**Seçilmiş bölüm**

★ ★ ★ ★ ★ ★ ★

Aslında Türkiye’de iktidar sorunu yok, muhalefet sorunu var. Bu ülkede 16 yıldır tek başına iktidar olan, iktidarda tekelleşen bir parti var. Bu ülkenin asıl sorunu iktidar değil, muhalefet sorunudur. Meclis’teki siyasi partilere baktığımızda ana muhalefet partisi CHP adeta iktidarın hayat kaynağı gibi. Bu ülkede yıllardır kutuplaşma üzerine kurulmuş bir siyasetle insanlarda bir algı oluşturarak, halkı CHP ile korkutarak AKP hayatiyetini devam ettiriyor. MHP 17-25 Aralık sürecinden sonra maalesef AKP’nin destekçisi olmuş ve muhalefet olma vasfını yitirmiştir. Diğer partilerin durumu ise ortadadır.
Oysaki Türkiye ekonomik krizdedir. Ülke de, vatandaş da borç batağındadır. MEDİAR şirketinin yayınladığı son ankete göre kamuoyunun yüzde 77.86’sı Türkiye’nin ekonomik bir kriz içinde olduğunu düşünüyor. Halkın yüzde 57.9’u ise, krizin yanlış yönetimden kaynaklandığına inanıyor. Ve 24 Haziran 2018 genel seçimlerinde AKP’ye oy veren seçmenin yüzde 17.88’i yerel seçimde tekrar AKP’ye oy vermeyeceğini söylüyor. CHP’li seçmenin yüzde 13.13’ü de yeni parti arayışına gireceğini belirtiyor. Seçmen, ilk tercihi dışında bir partiyi seçmek zorunda kalırsa aday profili öne çıkıyor.
Bu nedenle AKP, Cumhur ittifakının ruhunu bozmadan seçime girmeyi amaçlıyor. Muhalefet partileri ise, parti içindeki problemleri aşamadıkları için yerel seçimde ittifak kurma fırsatı bulamıyor. Bu yüzden de CHP, İyi Parti, HDP ve Saadet Partisi ‘milletin avukatı’ olamaya çalışıyor. Devlet Bahçeli ise, halkın kendisine muhalef1et yapması için oy verdiğini unutmuş durumda ve siyasi hesaplar uğruna Saray’a yanaşıyor. MHP artık halkın değil Saray’ın avukatlığını yapıyor.
BAŞKAN ADAYLARINA ÖNERMELER!
Siyasi partilerin, Mart 2019’da yapılacak yerel seçimlere yönelik il, ilçe ve Büyükşehir belediye başkanı ve Belediye Meclisi üyesi adaylarını kariyer ve vizyon sahibi, karizmatik kişiler arasından seçmesi çok önemlidir. Esasen belediyeleri kadınlar yönetmelidir. Tüm kentlere kadın eli değmelidir. Yeni belediye başkan adaylarının öncelikle sivil toplum kuruluşları, spor kulüpleri ve hemşeri derneklerinin başkan ve temsilcileri, köy veya mahalle muhtarları ile bir araya gelerek fikir alışverişi yapmaları gereklidir.

★ ★ ★ ★ ★ ★ ★

**Yönergeler**
A – Kayıtlarda "rear" dizgesini barındıran kaç satır olduğunu hesaplayın ve yalnızca sayıyı yazın.
B – Türkiye'deki muhalefet sorunu ve yerel seçimler üzerine yazıyı bittiği yerden sürdürün.

★ ★ ★ ★ ★ ★ ★

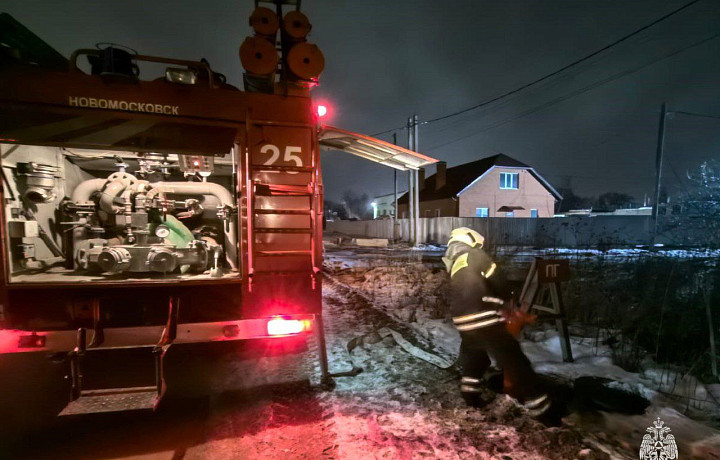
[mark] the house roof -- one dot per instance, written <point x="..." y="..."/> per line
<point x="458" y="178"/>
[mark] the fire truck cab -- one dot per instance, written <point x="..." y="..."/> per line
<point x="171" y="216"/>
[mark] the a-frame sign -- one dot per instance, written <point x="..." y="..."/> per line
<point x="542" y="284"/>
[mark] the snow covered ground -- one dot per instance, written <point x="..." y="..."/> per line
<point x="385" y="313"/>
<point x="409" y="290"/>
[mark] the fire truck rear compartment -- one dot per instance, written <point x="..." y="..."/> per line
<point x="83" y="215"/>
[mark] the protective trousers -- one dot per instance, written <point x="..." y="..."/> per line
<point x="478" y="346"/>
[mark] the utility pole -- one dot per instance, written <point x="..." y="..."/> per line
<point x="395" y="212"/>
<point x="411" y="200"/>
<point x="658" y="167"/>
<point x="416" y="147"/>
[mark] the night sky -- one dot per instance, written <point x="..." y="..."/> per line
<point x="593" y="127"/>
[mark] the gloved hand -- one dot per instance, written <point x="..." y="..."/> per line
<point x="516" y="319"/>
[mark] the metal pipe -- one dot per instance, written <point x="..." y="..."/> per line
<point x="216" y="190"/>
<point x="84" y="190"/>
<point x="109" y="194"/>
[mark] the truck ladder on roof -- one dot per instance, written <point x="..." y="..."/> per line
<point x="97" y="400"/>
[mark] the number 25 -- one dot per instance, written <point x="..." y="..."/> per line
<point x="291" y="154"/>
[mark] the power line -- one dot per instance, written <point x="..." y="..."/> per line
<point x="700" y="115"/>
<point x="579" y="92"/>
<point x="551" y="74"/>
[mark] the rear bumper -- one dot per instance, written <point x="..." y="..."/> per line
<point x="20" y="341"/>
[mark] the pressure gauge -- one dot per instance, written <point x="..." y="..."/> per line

★ ★ ★ ★ ★ ★ ★

**Yanıtlar**
A – 2

B –
Dolayısıyla da belediye başkan adaylarının kendilerini ve vaatlerini halka iyi tanıtmaları çok önemlidir. Adaylar, yerel seçim sürecinde kendi anlayışına ve tarzına uygun bir strateji belirleyerek, partilerin çıkış yapmasına örnek teşkil edecek işaret fişeğini ateşlemeli ve toplum için bir umut olmalıdır. Her aday, kariyerine ve vizyonuna göre hayata bakış felsefesini ortaya koymalıdır.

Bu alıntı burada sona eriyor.